**Work request:**
Whatever appears in the records, write it out again exactly.

[Items from a dataset]
◆ ◆ ◆ ◆ ◆ ◆ ◆

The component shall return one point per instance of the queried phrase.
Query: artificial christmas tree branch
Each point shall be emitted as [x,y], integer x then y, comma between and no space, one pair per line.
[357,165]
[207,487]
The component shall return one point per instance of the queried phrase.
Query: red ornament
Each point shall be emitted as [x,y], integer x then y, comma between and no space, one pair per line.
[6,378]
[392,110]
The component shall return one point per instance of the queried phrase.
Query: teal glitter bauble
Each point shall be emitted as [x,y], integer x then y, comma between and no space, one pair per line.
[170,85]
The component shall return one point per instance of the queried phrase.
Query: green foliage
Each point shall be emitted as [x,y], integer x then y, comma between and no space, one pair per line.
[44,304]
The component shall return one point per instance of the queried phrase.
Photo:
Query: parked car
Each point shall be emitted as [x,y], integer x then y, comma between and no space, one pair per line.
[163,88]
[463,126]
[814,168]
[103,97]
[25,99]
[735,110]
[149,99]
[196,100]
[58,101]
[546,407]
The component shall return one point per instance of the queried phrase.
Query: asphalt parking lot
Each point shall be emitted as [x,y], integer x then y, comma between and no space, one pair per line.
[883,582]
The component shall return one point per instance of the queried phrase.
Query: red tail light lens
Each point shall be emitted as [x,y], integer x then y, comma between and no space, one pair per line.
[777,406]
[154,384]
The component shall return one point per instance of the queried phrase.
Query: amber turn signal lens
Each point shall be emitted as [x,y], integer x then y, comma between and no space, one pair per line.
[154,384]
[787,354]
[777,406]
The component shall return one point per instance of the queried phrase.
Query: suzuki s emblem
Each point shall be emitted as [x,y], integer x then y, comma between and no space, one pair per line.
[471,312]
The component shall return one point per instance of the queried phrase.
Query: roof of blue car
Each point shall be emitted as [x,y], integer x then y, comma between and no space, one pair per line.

◆ ◆ ◆ ◆ ◆ ◆ ◆

**Answer space:**
The component shall return one point per instance of the queried phrase.
Query: artificial christmas tree branch
Each point shall be emitted as [x,y], integer x then y, comma between and no space, one pair per line.
[357,165]
[207,487]
The component shall return one point per instance of the queried phrase.
Query: red ornament
Each point shall be emitted as [x,y], integer x then y, comma between and no space, one pair per line.
[6,378]
[392,110]
The component shall return one point per instance of the queried phrase.
Query: teal glitter bauble
Each point shall be emitted as [x,y], integer x then y, comma between and no space, one pair per line.
[170,85]
The component shall return one point per instance of the queried phrase.
Query: green foliage
Each point shall be emitted as [x,y], integer x then y, comma between and no space, one pair per line.
[44,304]
The component shall return one point per instance of the queried phrase.
Photo:
Query: parked car
Each point shall be emitted as [x,y], integer x then y, comma between and no space, one pair per line.
[163,88]
[463,126]
[814,168]
[103,97]
[25,99]
[735,110]
[149,99]
[196,100]
[58,101]
[546,407]
The component shall return one point per instance of the queried phrase.
Query: asphalt parking lot
Each point shall be emitted as [x,y], integer x then y, comma between and no space, one pair per line.
[883,582]
The component shall return one point per instance of the queried phrase.
Query: red tail light lens
Each point shall be emitted as [x,y], integer x then y, comma between and no space, one pair per line.
[777,406]
[154,384]
The component shall return one point per instance of the queried phrase.
Query: amber turn signal lens
Each point shall be emitted as [x,y], integer x then y, comma between and no space, one pair per line.
[154,384]
[787,354]
[777,406]
The component shall return one point per instance of the queried phrase.
Query: suzuki s emblem
Each point shall be emitted as [x,y], integer x then y, comma between and no space, one pair per line.
[471,312]
The component shall return one point per instance of the queried phrase.
Query: roof of blue car
Each point shall be emitted as [x,y], integer x then y, comma between and no space, one pair per line.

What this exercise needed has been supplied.